> ABOUT THIS TASK
Keep each entry exactly as written when you repeat it, and skip the images.

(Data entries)
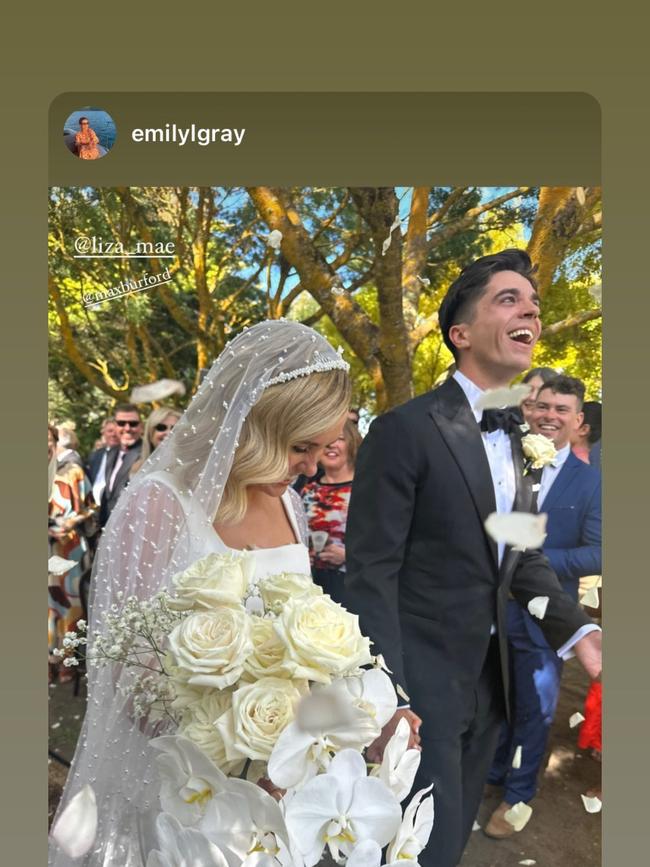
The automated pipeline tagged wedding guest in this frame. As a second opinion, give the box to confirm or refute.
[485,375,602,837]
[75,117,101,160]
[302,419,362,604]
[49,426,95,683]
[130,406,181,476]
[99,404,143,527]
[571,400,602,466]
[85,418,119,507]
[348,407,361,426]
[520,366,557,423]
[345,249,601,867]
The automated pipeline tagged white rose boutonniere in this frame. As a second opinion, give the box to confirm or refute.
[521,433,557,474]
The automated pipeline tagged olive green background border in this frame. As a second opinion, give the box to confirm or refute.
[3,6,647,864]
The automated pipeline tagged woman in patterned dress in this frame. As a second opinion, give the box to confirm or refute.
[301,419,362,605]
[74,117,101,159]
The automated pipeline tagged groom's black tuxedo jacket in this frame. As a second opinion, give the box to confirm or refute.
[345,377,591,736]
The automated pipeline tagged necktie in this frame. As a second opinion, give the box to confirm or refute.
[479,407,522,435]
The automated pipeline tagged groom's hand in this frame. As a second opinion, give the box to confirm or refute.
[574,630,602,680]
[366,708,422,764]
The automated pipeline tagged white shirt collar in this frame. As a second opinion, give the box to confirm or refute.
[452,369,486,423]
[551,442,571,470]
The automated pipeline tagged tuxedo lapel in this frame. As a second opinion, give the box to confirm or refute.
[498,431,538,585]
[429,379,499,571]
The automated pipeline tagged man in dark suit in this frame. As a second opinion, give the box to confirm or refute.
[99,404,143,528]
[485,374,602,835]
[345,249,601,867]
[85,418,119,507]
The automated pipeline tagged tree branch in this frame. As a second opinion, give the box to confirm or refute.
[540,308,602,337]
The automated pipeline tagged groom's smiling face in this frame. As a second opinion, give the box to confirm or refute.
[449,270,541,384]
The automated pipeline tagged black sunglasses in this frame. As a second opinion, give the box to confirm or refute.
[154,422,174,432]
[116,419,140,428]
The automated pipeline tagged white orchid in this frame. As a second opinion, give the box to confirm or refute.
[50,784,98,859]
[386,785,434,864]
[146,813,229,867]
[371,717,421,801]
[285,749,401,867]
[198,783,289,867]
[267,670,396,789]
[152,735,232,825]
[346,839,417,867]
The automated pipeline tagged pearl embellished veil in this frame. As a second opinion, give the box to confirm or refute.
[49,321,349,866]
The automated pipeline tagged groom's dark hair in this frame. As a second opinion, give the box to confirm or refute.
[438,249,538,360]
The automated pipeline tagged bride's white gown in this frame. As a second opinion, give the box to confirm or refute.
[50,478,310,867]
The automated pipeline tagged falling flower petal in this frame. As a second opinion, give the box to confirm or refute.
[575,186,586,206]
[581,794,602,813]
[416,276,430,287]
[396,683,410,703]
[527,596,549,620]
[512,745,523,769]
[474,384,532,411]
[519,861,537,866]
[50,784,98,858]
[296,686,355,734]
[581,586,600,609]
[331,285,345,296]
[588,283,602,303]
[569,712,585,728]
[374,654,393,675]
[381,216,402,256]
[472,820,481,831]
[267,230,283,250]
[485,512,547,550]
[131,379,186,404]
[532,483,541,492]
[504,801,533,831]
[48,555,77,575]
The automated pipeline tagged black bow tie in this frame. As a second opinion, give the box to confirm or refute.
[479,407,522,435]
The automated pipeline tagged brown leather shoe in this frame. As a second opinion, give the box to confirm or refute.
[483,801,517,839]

> EXERCISE SOLUTION
The automated pipeline tagged wedding guest in this frame. As a second opinion, give the box to confirm or refute.
[485,375,602,837]
[75,117,101,160]
[302,419,362,604]
[49,426,95,683]
[130,406,181,476]
[99,404,143,527]
[571,400,602,466]
[85,418,119,507]
[348,407,361,426]
[520,366,557,423]
[345,249,601,867]
The automated pipeline tagged white rose boutonniere in this frame. As a second opinion, give the box to confirm or refute.
[521,433,557,474]
The automated pipeline tagged olive green background border in this frame. As a second opinion, give the box to confirm or refute.
[3,6,647,864]
The automated pipeline tagged woman in patterned dress in this frame. As a second opinion, give the box to confirm or refute.
[301,419,362,605]
[74,117,101,159]
The automated pipeline tagged groom's black tuxedo jacket in this frame. As a second opinion, give the box to confirm or refute.
[345,377,591,736]
The automated pipeline tagged necktie in this frame. As a second opinion, give the box to confirm or refute.
[479,407,522,435]
The automated pipeline tagged groom's hand in this frame. As a second opinion, give the box to confirm or refute.
[574,630,602,680]
[366,708,422,764]
The automated pipeline tagged white shirt collar in this frame. As a second opinion, give the box to confirm or refute.
[452,369,486,423]
[551,442,571,470]
The automated pipeline tagged tuxedo lapel in this frame. As a second opinion, give the box to confirm or refute.
[498,431,538,585]
[429,379,499,571]
The automated pipeline tagged man in dark suit in this frame. As a second opinion, give the box to confirm or refute.
[99,404,143,528]
[485,374,602,835]
[345,249,601,867]
[85,418,119,507]
The automated pipeline tagged tree branch in this frame. As a second opinion, give the box to confirm or refute.
[540,308,602,337]
The automated pipeline tagged groom's smiling face in this frame. As a second opinion, give the box to confirm or refute.
[449,270,541,384]
The automated pipeline tagged black sunglasses in this frame. As a second opinion, give the box to confirm or refute.
[154,422,174,432]
[116,419,140,428]
The automated pipeline tagged white orchid in this frame. As a second opinion, give the box to confirm or refute.
[50,784,98,859]
[386,785,434,864]
[146,813,229,867]
[371,717,421,801]
[285,749,401,867]
[198,783,289,867]
[267,670,396,789]
[152,735,232,825]
[346,839,417,867]
The automated pipeline tagged pearl embellished veil in this frame. As a second opinion, give the box to confirm or refute.
[49,321,349,866]
The automated pipeline tagged groom's dark hair in this frame. As a second opinion, give the box to confirm or refute.
[438,249,538,360]
The automated pipeline tagged bride's white gown in this frame. As a second opinion, give the box to confirm or refute.
[50,478,310,867]
The automated pipeline tagged falling flower petal in this frame. As a second opinion, give the box to confirm or refute.
[575,186,586,206]
[581,794,602,813]
[416,276,430,287]
[396,683,410,703]
[527,596,549,620]
[512,745,523,769]
[474,384,532,411]
[519,861,537,866]
[50,784,98,858]
[296,686,355,734]
[581,586,600,609]
[331,285,345,296]
[588,283,602,303]
[569,712,585,728]
[374,654,393,675]
[381,216,402,256]
[472,820,481,831]
[267,230,283,250]
[485,512,547,550]
[131,379,186,404]
[532,483,541,492]
[504,801,533,831]
[48,555,77,575]
The automated pipeline tagged black bow tie in this frame. As a second opinion, give the box to confirm or refute.
[479,407,522,435]
The automated pipeline tagged brown leather shoe in this frame. As a second opinion, give the box to confirm or refute.
[483,801,517,839]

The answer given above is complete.